### [TASK DATA]

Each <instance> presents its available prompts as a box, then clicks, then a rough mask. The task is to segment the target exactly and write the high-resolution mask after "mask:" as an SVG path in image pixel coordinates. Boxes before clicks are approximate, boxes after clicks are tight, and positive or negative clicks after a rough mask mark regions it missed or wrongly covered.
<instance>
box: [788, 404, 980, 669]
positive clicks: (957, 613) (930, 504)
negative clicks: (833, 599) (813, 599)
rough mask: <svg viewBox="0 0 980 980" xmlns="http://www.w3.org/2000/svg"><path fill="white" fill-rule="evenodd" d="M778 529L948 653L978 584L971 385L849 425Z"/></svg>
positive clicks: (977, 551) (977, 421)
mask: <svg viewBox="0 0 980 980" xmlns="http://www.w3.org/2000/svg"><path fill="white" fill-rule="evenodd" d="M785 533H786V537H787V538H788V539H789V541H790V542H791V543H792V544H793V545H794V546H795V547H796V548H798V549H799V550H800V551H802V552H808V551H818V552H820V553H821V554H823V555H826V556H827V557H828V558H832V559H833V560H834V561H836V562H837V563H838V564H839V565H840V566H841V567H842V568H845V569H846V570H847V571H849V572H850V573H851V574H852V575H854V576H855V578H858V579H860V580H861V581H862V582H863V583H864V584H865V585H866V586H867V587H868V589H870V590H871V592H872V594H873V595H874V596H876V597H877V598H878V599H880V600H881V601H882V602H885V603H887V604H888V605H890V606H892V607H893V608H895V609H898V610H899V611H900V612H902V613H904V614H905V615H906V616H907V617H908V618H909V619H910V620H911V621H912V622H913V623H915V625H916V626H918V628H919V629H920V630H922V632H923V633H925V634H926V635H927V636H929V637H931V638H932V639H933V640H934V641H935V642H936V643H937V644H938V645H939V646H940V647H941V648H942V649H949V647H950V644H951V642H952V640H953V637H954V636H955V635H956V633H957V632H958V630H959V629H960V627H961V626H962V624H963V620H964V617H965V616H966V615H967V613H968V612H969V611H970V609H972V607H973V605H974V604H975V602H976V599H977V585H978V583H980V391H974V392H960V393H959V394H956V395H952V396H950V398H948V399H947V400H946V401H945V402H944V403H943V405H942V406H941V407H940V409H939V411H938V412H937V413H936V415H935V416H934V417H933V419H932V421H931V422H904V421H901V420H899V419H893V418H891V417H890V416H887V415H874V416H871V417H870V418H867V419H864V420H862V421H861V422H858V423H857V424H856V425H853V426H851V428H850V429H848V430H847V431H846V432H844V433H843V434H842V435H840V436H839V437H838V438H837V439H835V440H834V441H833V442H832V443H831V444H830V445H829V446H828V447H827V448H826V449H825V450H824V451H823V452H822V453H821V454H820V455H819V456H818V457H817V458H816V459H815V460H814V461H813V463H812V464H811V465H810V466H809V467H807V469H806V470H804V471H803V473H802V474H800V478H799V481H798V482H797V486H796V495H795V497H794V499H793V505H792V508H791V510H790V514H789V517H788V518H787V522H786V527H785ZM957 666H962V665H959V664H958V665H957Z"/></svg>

### [WRITTEN TASK]
Reproduce verbatim the entries from their first line through the line containing "box: [788, 404, 980, 669]", including both of those lines.

### [SOLUTION FOR THIS TASK]
Each <instance> presents its available prompts as a box, then clicks, then a rough mask. The task is to segment the target exactly and write the high-resolution mask after "mask:" as an SVG path in image pixel coordinates. Boxes before clicks are approximate, boxes after clicks are tight, and positive or negative clicks after a rough mask mark regions it missed or wrongly covered.
<instance>
box: [788, 404, 980, 669]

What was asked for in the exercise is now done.